O QUE FAZER:
A) Liste todas as marcas de xampu citadas no texto sobre cabelos brancos.
B) Segundo o texto sobre cabelos brancos, com que frequência Bruno Barros recomenda uma hidratação básica?
C) Resuma o texto sobre cabelos brancos em duas frases.

TEXTO BASE:
--

Dona de uma cabeleira branca desde os 4 anos de idade, a arquiteta Anna Castello Branco dá uma aula de como cuidar dos fios grisalhos às outras mulheres reunidas no estúdio.

— Uso xampu incolor no dia a dia e, quando os fios ficam amarelados, por causa do sol, passo vinagre branco ou leite. São macetes naturais que não me deixam na mão — conta a arquiteta, que nunca passou um pingo de tinta no cabelo. — Na escola, eu era conhecida pelos meus cabelos brancos. Minhas filhas, de 26 e 29 anos, também já são grisalhas, mas elas pintam.

Para combater a tal aparência amarelada, profissionais de beleza sugerem o uso de xampu com textura violeta, uma vez por semana. Nas prateleiras, há um sem-número de opções nacionais, como Celso Kamura, Acquaflora e Dermatus, e importadas, como L’Oréal, Keune e Lanza.

— Outro produto procurado é o xampu cinza, tipo rinsagem, que além de tirar o amarelado dá uma leve tonalizada — explica Ricardo Monteiro, à frente da Tonicha, loja de produtos para cabeleireiros em Copacabana.

O terapeuta capilar Bruno Barros, do Care, explica que os cabelos brancos precisam de tanto cuidado quanto os loiros, castanhos e pretos, como uma hidratação básica de 15 em 15 dias:

— Os fios brancos ficam mais grossos. E um cabelo mais grosso deve ser mais hidratado, para diminuir o frizz e melhorar o brilho e o movimento.

A onda prateada, que começou a ser inserida aos poucos no cinema, tendo a atriz americana Jamie Lee Curtis como informal garota-propaganda, já se faz notar nos salões cariocas.

— Cortes de médio a curto são os mais indicados para essas mulheres, fazendo um equilíbrio entre a maturidade e a modernidade — ele sugere.

--

ITENS FORNECIDOS:
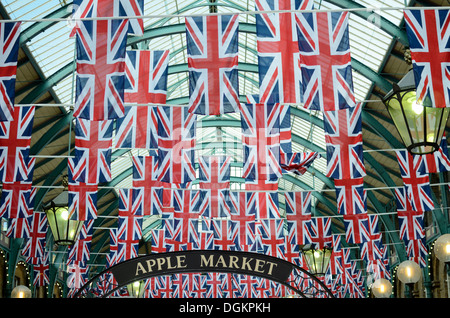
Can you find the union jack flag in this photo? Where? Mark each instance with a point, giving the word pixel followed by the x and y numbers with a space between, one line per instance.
pixel 272 236
pixel 82 199
pixel 411 223
pixel 17 198
pixel 427 32
pixel 107 8
pixel 184 202
pixel 176 143
pixel 372 249
pixel 320 229
pixel 93 142
pixel 325 60
pixel 145 83
pixel 212 48
pixel 298 216
pixel 298 162
pixel 351 198
pixel 214 182
pixel 100 66
pixel 335 264
pixel 129 229
pixel 226 234
pixel 111 257
pixel 261 142
pixel 278 53
pixel 262 200
pixel 79 252
pixel 244 217
pixel 77 275
pixel 173 231
pixel 41 270
pixel 417 251
pixel 284 125
pixel 145 175
pixel 416 180
pixel 15 138
pixel 343 137
pixel 356 226
pixel 9 42
pixel 35 245
pixel 438 161
pixel 200 235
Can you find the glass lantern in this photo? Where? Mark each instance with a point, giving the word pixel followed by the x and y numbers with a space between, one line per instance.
pixel 420 127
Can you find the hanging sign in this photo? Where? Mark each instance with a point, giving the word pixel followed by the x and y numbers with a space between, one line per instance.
pixel 198 261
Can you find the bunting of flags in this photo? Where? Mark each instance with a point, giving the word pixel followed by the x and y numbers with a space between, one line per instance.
pixel 301 55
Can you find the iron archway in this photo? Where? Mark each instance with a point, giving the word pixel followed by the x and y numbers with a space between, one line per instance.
pixel 275 269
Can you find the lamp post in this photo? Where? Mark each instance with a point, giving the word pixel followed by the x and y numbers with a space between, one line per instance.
pixel 21 291
pixel 409 273
pixel 317 259
pixel 420 127
pixel 382 288
pixel 135 289
pixel 442 252
pixel 64 230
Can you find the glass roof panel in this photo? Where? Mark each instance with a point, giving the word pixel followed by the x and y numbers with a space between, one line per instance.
pixel 368 45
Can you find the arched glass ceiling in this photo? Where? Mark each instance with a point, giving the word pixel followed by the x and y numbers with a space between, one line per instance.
pixel 53 49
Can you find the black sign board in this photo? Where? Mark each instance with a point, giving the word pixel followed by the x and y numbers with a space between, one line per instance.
pixel 198 261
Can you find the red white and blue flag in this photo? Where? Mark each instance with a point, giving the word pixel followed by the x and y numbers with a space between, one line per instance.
pixel 176 143
pixel 41 270
pixel 129 228
pixel 79 252
pixel 271 232
pixel 107 8
pixel 262 199
pixel 93 143
pixel 226 234
pixel 212 50
pixel 428 36
pixel 298 216
pixel 35 245
pixel 320 229
pixel 278 52
pixel 17 198
pixel 145 178
pixel 9 42
pixel 439 160
pixel 145 84
pixel 351 199
pixel 325 60
pixel 184 203
pixel 15 139
pixel 100 66
pixel 214 184
pixel 298 162
pixel 343 137
pixel 417 251
pixel 82 201
pixel 410 222
pixel 261 142
pixel 416 180
pixel 244 217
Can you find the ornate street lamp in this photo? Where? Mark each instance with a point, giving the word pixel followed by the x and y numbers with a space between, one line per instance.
pixel 136 289
pixel 21 291
pixel 317 259
pixel 409 273
pixel 442 248
pixel 64 230
pixel 382 288
pixel 420 127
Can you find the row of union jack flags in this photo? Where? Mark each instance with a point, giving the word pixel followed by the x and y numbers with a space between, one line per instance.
pixel 109 77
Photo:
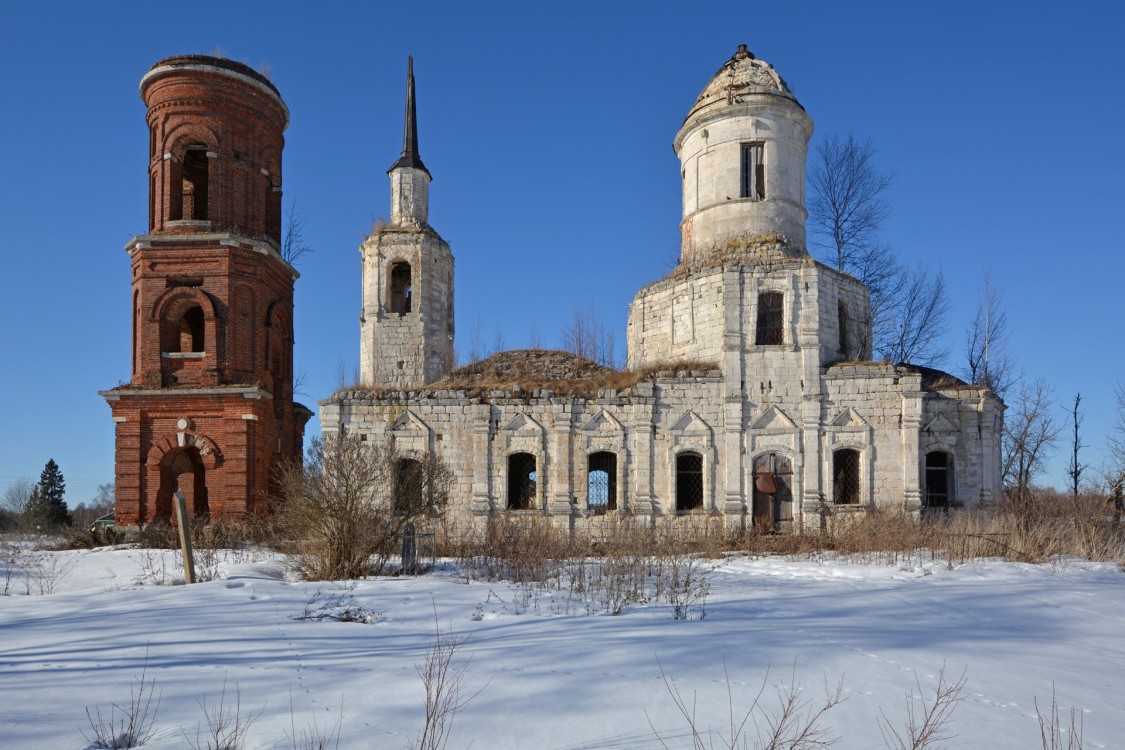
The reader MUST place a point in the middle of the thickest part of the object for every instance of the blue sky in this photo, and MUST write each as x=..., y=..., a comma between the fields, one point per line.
x=548, y=129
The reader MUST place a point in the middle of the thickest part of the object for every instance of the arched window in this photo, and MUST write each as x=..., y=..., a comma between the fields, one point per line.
x=843, y=322
x=521, y=481
x=939, y=493
x=689, y=481
x=773, y=491
x=602, y=481
x=191, y=331
x=401, y=288
x=408, y=490
x=194, y=183
x=771, y=318
x=846, y=477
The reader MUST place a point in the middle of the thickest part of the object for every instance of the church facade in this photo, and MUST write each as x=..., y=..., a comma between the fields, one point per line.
x=750, y=395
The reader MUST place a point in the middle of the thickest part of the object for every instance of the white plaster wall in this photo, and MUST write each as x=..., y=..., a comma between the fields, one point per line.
x=710, y=154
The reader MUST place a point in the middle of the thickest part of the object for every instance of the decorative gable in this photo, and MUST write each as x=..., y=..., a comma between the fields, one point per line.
x=523, y=425
x=522, y=433
x=408, y=422
x=411, y=434
x=691, y=424
x=939, y=424
x=603, y=422
x=773, y=418
x=849, y=418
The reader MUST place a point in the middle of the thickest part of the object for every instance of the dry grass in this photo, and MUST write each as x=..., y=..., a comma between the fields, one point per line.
x=525, y=372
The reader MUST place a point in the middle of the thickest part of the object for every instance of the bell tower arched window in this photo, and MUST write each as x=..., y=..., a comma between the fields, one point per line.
x=401, y=288
x=191, y=331
x=194, y=184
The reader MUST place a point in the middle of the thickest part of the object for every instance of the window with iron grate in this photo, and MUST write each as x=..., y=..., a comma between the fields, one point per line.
x=771, y=318
x=601, y=481
x=846, y=477
x=689, y=481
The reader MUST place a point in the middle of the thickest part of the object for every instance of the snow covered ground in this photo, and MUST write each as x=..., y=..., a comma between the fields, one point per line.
x=551, y=680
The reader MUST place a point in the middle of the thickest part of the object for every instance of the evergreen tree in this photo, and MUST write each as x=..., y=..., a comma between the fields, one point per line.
x=46, y=506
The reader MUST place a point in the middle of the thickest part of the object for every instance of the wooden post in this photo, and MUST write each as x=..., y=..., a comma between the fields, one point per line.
x=181, y=518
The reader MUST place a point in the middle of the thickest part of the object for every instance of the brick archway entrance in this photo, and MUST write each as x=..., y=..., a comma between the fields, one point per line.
x=182, y=469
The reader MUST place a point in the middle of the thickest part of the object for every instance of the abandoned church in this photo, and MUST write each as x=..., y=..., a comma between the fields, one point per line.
x=749, y=395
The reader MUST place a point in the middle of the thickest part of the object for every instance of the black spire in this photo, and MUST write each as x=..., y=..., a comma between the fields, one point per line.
x=410, y=155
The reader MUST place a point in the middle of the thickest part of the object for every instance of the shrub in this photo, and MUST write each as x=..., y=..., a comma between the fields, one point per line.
x=343, y=512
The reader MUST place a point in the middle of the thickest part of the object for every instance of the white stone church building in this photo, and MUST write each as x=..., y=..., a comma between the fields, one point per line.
x=750, y=395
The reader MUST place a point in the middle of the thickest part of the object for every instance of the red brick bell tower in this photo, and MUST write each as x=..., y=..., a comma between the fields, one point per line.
x=209, y=406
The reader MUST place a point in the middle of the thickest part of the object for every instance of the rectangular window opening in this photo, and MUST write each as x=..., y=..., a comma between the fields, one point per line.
x=753, y=172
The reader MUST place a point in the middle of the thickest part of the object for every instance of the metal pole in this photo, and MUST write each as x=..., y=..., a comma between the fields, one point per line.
x=181, y=517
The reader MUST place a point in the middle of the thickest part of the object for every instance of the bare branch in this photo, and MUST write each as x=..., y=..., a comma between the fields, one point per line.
x=293, y=242
x=1029, y=432
x=918, y=321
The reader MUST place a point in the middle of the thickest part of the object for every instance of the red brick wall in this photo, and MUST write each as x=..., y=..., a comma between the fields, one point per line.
x=239, y=118
x=231, y=405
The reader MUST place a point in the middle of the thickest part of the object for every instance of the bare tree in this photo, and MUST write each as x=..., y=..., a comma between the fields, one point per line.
x=987, y=360
x=847, y=201
x=586, y=336
x=847, y=207
x=351, y=502
x=1029, y=433
x=293, y=242
x=1117, y=436
x=914, y=334
x=534, y=335
x=1076, y=468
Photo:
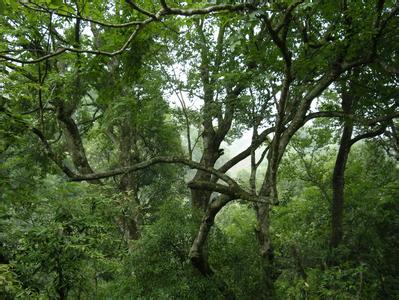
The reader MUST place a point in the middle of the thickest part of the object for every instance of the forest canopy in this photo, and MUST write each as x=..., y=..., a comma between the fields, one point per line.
x=169, y=149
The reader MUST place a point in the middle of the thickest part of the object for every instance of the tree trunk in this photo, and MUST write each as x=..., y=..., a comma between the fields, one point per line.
x=338, y=180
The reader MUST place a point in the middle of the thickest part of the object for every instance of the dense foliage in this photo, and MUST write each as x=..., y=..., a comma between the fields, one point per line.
x=199, y=149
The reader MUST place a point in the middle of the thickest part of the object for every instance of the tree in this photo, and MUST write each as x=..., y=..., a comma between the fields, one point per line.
x=275, y=58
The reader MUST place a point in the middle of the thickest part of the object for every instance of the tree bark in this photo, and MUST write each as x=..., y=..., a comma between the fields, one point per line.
x=338, y=179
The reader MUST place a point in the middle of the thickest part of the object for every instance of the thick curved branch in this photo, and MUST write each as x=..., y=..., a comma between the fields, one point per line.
x=153, y=161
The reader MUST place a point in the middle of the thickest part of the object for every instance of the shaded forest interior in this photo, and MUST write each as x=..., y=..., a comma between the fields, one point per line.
x=169, y=149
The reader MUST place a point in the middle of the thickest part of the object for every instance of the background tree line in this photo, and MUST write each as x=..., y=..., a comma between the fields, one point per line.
x=114, y=121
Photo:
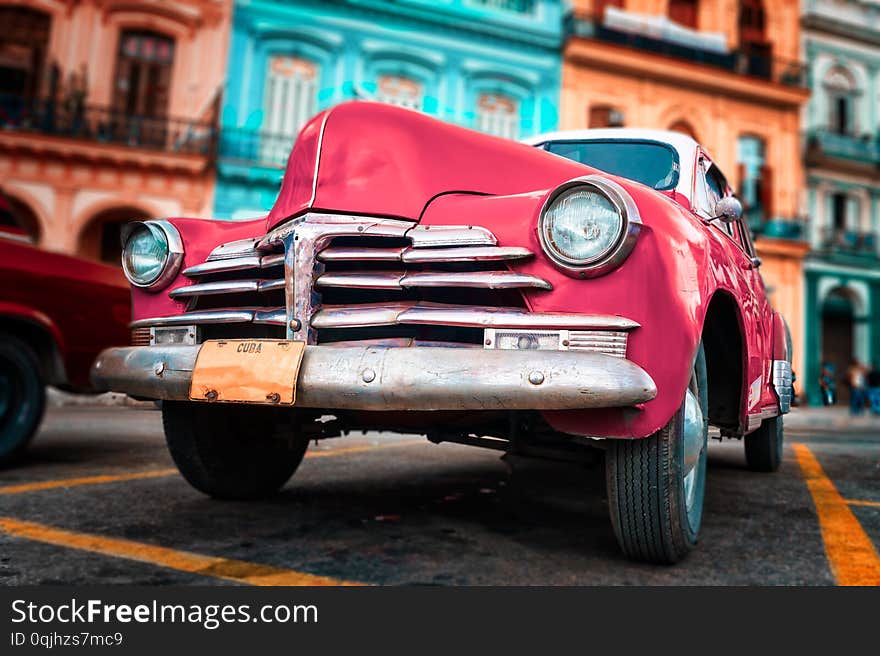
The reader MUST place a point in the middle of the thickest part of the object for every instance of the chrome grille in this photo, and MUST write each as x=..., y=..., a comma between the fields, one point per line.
x=331, y=278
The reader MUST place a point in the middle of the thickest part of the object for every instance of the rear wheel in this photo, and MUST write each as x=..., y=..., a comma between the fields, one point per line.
x=22, y=396
x=656, y=485
x=764, y=446
x=233, y=451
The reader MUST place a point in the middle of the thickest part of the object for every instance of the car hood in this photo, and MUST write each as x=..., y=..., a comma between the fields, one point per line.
x=376, y=159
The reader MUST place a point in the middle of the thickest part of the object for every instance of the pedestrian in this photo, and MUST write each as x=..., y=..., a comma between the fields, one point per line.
x=873, y=380
x=828, y=384
x=855, y=378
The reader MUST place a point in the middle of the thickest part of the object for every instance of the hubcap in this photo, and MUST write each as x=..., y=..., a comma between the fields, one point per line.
x=694, y=444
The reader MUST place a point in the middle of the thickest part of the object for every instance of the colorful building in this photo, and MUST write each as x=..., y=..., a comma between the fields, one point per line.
x=727, y=72
x=493, y=65
x=842, y=44
x=107, y=114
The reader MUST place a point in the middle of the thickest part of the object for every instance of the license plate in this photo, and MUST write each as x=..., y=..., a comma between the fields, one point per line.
x=247, y=371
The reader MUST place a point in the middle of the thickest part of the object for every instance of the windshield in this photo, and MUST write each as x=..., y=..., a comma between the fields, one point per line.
x=650, y=162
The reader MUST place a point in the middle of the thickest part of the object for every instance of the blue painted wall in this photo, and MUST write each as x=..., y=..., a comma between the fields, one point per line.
x=455, y=49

--

RESPOSTAS:
A) Celso Kamura, Acquaflora, Dermatus, L’Oréal, Keune e Lanza.

B) De 15 em 15 dias.

C) Para cuidar dos fios brancos, o texto cita macetes naturais como vinagre branco ou leite, xampus de textura violeta ou cinza contra o aspecto amarelado e hidratação a cada 15 dias, já que esses fios ficam mais grossos. A onda prateada já se faz notar nos salões cariocas, e os cortes de médio a curto são os mais indicados para essas mulheres.